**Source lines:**
<<<<

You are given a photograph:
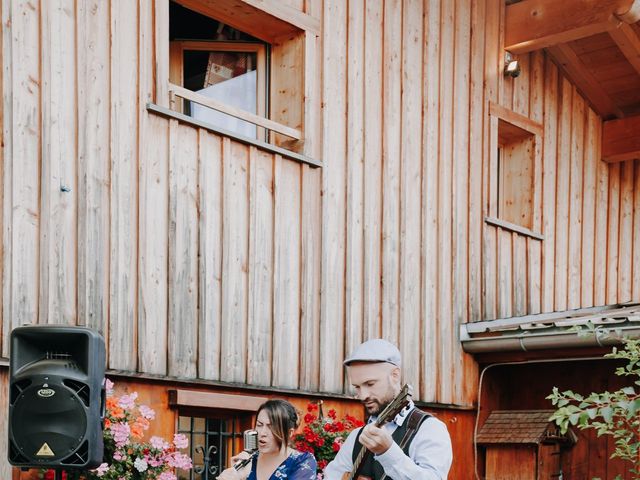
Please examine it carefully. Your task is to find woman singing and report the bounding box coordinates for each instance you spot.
[218,399,316,480]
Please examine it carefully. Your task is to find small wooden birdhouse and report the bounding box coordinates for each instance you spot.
[476,410,576,480]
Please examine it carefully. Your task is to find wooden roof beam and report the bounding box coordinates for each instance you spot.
[548,44,624,119]
[504,0,640,53]
[602,115,640,163]
[176,0,321,43]
[609,23,640,75]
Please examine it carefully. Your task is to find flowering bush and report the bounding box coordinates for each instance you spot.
[294,401,364,479]
[44,380,192,480]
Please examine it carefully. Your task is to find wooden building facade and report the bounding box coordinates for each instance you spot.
[0,0,640,479]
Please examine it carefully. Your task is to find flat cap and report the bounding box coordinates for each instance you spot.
[343,338,401,367]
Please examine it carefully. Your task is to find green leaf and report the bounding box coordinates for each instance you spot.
[600,407,613,423]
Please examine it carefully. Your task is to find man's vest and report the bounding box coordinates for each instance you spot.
[352,408,432,480]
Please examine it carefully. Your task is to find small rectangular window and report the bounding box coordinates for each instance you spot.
[168,0,304,152]
[485,102,543,239]
[178,415,242,480]
[171,40,267,140]
[497,120,535,229]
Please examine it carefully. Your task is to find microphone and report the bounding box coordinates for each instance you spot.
[242,430,258,453]
[233,430,258,471]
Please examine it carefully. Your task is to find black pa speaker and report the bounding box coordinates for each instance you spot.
[9,325,105,469]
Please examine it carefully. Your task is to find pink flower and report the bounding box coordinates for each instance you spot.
[111,422,131,448]
[167,452,192,470]
[158,472,176,480]
[149,435,169,450]
[104,378,113,396]
[96,463,109,477]
[173,433,189,448]
[118,392,138,410]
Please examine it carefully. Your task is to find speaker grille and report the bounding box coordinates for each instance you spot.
[9,440,28,463]
[62,378,91,407]
[60,441,89,465]
[10,378,31,405]
[10,384,87,463]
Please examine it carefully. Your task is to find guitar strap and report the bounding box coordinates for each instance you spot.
[380,408,431,480]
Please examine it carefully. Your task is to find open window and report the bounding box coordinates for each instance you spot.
[496,119,535,230]
[485,103,543,238]
[169,0,305,151]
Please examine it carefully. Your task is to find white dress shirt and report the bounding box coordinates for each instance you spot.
[324,402,453,480]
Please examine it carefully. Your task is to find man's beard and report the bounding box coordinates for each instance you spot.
[364,399,393,416]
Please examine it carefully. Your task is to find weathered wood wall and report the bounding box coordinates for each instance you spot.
[1,0,640,416]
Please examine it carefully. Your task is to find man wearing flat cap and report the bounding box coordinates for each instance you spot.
[324,339,453,480]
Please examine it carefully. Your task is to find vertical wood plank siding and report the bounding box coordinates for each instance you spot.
[1,0,640,405]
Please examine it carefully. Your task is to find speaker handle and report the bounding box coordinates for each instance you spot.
[100,386,107,424]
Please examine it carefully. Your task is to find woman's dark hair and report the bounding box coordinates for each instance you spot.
[256,399,299,449]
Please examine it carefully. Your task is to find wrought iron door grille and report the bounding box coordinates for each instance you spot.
[178,416,242,480]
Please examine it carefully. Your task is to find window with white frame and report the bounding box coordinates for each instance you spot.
[169,2,269,139]
[169,0,305,151]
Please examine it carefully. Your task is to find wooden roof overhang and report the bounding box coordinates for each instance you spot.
[505,0,640,162]
[477,410,576,445]
[460,303,640,354]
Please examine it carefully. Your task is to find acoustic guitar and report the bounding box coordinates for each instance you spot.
[342,384,412,480]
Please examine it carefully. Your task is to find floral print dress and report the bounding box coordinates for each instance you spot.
[247,450,316,480]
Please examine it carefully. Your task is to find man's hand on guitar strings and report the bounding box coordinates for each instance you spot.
[359,424,393,455]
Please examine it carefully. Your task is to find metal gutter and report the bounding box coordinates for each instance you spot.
[460,304,640,353]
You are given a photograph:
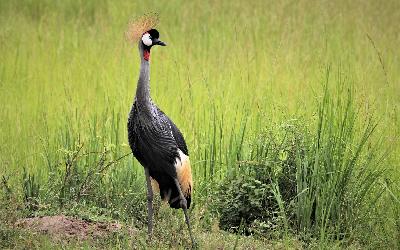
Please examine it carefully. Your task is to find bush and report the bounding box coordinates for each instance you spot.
[216,76,386,241]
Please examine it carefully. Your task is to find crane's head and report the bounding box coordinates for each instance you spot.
[140,29,167,61]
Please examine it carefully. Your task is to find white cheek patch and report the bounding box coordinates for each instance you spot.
[142,33,153,46]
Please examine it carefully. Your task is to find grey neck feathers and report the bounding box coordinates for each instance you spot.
[135,41,151,107]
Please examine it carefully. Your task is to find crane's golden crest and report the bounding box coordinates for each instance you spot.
[125,13,159,43]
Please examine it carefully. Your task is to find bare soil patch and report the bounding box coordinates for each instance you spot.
[16,215,132,240]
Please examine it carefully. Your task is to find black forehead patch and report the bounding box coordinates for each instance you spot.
[147,29,160,39]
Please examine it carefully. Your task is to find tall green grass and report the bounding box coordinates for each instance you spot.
[0,0,400,246]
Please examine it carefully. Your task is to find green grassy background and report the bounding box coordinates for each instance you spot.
[0,0,400,246]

>>>>

**Your objective:**
Could you rewrite all of the lines above with "bounding box coordinates" changed to "pixel coordinates" and nothing else altered? Leave the pictures out of your version.

**Correct output:**
You are given a photograph:
Please examine it carefully. Your task is to find woman singing and report the pixel coordinates for each instance you spot.
[218,399,316,480]
Please examine it carefully. Your task is to find small wooden birdhouse and report the pixel coordinates for each instance you spot.
[476,410,576,480]
Please examine it carefully. Your task is to find wooden roof beam and report the pixel coordinates for each instance you spot.
[548,44,624,119]
[504,0,640,53]
[602,115,640,163]
[176,0,321,43]
[609,23,640,75]
Please examine it carefully. Your task is to find flowering bush and report the pixel coordinates for each instance you spot.
[294,401,364,479]
[44,380,192,480]
Please examine it carefully. Your task is to find wooden building facade and report the pixel coordinates for each instance you spot.
[0,0,640,479]
Please examine it carefully. Your task is to find flat cap and report the pixel coordinates for each instance you spot.
[343,338,401,367]
Please examine it carefully. Your task is to find green leaf and report the pixel coordinates for each instance you spot.
[600,407,613,423]
Please examine it carefully. Your task is to find man's vest and report the pixel coordinates for each instance you spot.
[352,408,432,480]
Please examine it carefully. Your task is to find small rectangular window and report the pixel coordinates for each instance you spot.
[168,0,304,152]
[485,102,543,239]
[178,415,242,480]
[171,40,267,140]
[497,120,535,229]
Please examine it carefully. Your task is to find microphone and report the pixel coordinates for each instance you spot.
[242,430,258,453]
[233,430,258,471]
Please examine it carefully. Your task is to find black pa speaker and report the pixel coordinates for each instance you spot.
[9,325,105,469]
Please examine it carefully. Your task is to find pink flower and report the pixel coordinates for each instance you spot.
[111,422,131,448]
[167,452,192,470]
[158,472,176,480]
[149,435,169,450]
[104,378,113,396]
[96,463,109,477]
[173,433,189,448]
[118,392,138,410]
Please examine it carefully. Your task is to find speaker grille and report the pixel coordinates for each instance you spot.
[9,440,28,463]
[62,378,91,407]
[60,441,89,465]
[10,378,31,405]
[10,384,87,463]
Please examine it carefully. Your task is to find guitar strap and report the pixel coordinates for each instance you spot.
[380,408,431,480]
Please examine it carefully. Your task is to find open window and report the pixel coordinates for each instance you spot.
[496,119,535,230]
[485,103,543,238]
[169,0,305,151]
Please examine it carefully. Your task is to find white dress shirt and report the pixel coordinates for each instance you spot.
[324,402,453,480]
Please examine it carefully. Your task is to find man's beard and report the pixel coordinates for each instance you spot.
[364,399,393,416]
Please examine it carefully. Your task is to find weathered wood wall and report the pixel coordinates for each instance you spot.
[1,0,640,416]
Please examine it carefully. Your task is to find man wearing flat cap and report the pixel coordinates for each instance you spot.
[324,339,453,480]
Please examine it carefully. Your task is to find vertical wood plank siding and report the pixel coordinates for each instance you spot.
[1,0,640,405]
Please examine it carefully. Your task is to find speaker handle and report the pixel coordinates for each instance you spot.
[100,386,107,424]
Please examine it carefully. Your task is to find woman's dark hair and report the pixel coordinates for each instance you spot.
[256,399,299,449]
Please examine it carefully. Your task is to find wrought iron door grille and report the pixel coordinates for each instance you spot.
[178,416,242,480]
Please examine it carefully. Your task is to find window with white frame and report the pixel coordinates for each instance you spot.
[169,2,269,139]
[169,0,305,151]
Please examine it carefully. Your task is to find wooden roof overhang and report the pixel coordinates for each instance you spot.
[505,0,640,162]
[477,410,576,445]
[460,303,640,354]
Please examine it carefully. Your task is to find acoustic guitar and report the pixel coordinates for each instance you spot.
[342,384,412,480]
Please examine it carefully. Your task is to find floral print dress and report the pixel coordinates for each instance you spot.
[247,450,316,480]
Please examine it carefully. Your task is to find man's hand on guitar strings and report the pixel coordinates for each instance you spot.
[359,424,393,455]
Please examine it carefully. Your task is to find metal gutter and report the pixel coordinates for each instance you spot.
[460,304,640,353]
You are given a photograph:
Please examine it carefully. Your task is to find bush and report the pixel coordinates for each instance you spot.
[216,76,386,241]
Please examine it carefully. Your task is to find crane's head and report the pixel coordinates for each instance you spot.
[140,29,167,61]
Please examine it carefully. Your task is to find white cheek patch and report the pixel coordinates for each instance you spot.
[142,33,153,46]
Please examine it carefully. Your task is to find grey neck feathers and report the pixel coordinates for each instance you spot.
[135,41,151,107]
Please examine it carefully. Your task is to find crane's golden crest and report the pixel coordinates for each instance you spot.
[125,13,159,43]
Please examine it carefully. Your task is to find bare soil patch and report the pixel coordinates for each instance you spot.
[16,215,132,240]
Please examine it carefully. Your task is to find black forehead patch and report the pixel coordinates for each instance you spot.
[147,29,160,39]
Please examine it carefully. Your task is to find tall green grass and report the pixel coordinates for each instance you spot.
[0,0,400,246]
Please examine it carefully. Your task is to find green grassy background and report the pixel coordinates for each instance you spot.
[0,0,400,246]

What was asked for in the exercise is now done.